### Page extract

_____

Two new shorts and a german seagulls

 

 

 

 

 

 

 

 

I’m off for a night out later so not time to do a review. So I have chosen to show a few recent arrivals at Winstons towers. Sweet Potato. The first is from new publisher Honford Star. The collection from Kim Tongin is an insight into the first fifty years of the 20th century in Korea a time before its rise in power.

 

 

 

 

 

 

 

 

Pushin press has a new collection of stories by the mast of the short story Chekov in a new translation from Nicolas Pasternak Slater the nephew of Boris Pasternak. There are thirteen stories in the collection including ones such as a day in the country, The lady with the little dog and the kiss.

 

 

 

 

 

 

 

 

Now some purchases first is a collection of short stories from Robert Wasler from a few years ago. I have read one of his books but now how well regarded he is as a writer. The book covers most of his life.

_____

### Dataset content
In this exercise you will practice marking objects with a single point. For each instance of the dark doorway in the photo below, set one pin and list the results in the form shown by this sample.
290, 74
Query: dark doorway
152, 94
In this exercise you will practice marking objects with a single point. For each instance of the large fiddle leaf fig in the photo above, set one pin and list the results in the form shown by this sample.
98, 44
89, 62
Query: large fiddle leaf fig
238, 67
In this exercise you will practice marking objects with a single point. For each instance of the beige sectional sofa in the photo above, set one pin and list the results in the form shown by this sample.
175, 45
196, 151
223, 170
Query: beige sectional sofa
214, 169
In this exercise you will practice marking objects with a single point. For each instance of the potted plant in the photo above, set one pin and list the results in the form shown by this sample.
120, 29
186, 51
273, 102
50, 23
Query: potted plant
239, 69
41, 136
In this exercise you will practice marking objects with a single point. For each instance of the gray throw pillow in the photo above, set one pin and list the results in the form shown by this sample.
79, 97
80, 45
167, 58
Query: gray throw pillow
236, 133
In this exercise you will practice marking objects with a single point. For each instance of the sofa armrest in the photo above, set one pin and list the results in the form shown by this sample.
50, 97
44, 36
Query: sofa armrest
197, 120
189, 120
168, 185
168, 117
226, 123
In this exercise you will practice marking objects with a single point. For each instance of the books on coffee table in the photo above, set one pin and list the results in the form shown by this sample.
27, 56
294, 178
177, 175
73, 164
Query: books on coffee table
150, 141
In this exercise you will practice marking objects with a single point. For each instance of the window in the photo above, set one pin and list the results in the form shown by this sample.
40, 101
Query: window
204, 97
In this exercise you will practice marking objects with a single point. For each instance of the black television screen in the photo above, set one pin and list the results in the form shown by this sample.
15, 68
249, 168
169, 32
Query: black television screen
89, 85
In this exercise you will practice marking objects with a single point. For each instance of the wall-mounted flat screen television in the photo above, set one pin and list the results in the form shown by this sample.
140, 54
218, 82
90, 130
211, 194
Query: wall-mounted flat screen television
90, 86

_____

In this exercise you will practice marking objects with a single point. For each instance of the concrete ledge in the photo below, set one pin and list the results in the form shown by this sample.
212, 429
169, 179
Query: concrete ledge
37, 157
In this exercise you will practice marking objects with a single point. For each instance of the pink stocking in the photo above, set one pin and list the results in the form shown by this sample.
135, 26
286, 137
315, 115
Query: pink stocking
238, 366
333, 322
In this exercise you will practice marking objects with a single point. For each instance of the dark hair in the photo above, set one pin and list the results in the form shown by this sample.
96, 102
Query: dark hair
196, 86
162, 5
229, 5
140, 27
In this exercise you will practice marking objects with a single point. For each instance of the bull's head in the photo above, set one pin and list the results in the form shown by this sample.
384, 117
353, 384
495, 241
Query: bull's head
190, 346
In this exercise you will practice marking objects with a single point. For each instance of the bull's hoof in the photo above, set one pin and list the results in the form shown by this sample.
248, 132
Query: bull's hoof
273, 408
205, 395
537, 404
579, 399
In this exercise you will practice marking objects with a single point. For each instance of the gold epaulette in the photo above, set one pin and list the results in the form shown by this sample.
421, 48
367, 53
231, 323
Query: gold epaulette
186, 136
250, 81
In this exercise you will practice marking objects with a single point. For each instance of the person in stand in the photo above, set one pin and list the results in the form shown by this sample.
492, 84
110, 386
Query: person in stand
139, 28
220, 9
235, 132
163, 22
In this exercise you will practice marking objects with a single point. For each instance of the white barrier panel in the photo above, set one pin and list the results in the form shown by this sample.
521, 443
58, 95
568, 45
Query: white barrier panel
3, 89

_____

### Exercise task 1
Reproduce the book-arrivals post word for word, everything from "Now some purchases" down to "of his life.".
### Exercise task 2
Take the post about new book arrivals further, picking up after its final sentence.

### Exercise result 1
Now some purchases first is a collection of short stories from Robert Wasler from a few years ago. I have read one of his books but now how well regarded he is as a writer. The book covers most of his life.

### Exercise result 2
Then two books by the late Swiss writer Urs Widmer. The first the Blue Soda siphon is an adult fairy tale that follows a man returning to his childhood in the 40s then his younger self, going forward to the 90s and the gulf war. In the congo follows a man that works in a retirement home where his father has just moved in and it follows the discovery his father wasn’t a boring man as he thought he was.The journey takes him to Congo.

 

 

 

 

 

 

 

 

A trip for a grandfather and grandson to China goes slightly wrong. when then grandfather dies the grandson carries on writing back to family fantastic tales of what they were doing.

 

 

 

 

 

 

 

 

Then a second book for the tbr pile from German poet Hans Magnus Enzensberger. Tumult follows his life and the world from 1963 til 1970 as he was a left winger, spend time in the Soviet Union and Cuba. the last four books are all from Seagull books.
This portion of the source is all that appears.